- **Exercise instructions**:
Reproduce the material below line for line, omitting the pictures.

- **Supplied data**:
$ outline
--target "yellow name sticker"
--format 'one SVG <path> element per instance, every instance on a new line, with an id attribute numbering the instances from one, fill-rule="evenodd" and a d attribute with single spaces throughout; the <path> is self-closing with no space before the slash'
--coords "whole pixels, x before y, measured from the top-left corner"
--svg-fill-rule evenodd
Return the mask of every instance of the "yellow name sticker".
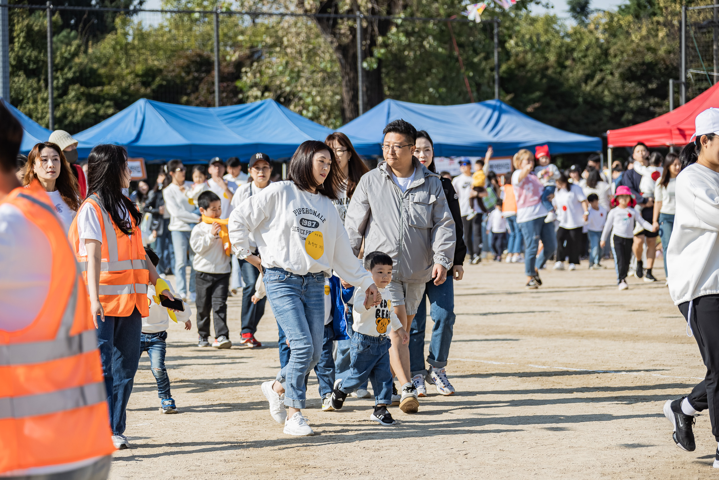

- **Result**:
$ outline
--target "yellow name sticker"
--format 'one SVG <path> element per instance, every instance on a new line, with an id attribute numbering the instances from one, fill-rule="evenodd" and a d attribute with single spaces throughout; the <path> is self-closing with no space before the slash'
--coords "whole pixels, x before y, measured from the top-left corner"
--svg-fill-rule evenodd
Return the mask of every instance of the "yellow name sticker".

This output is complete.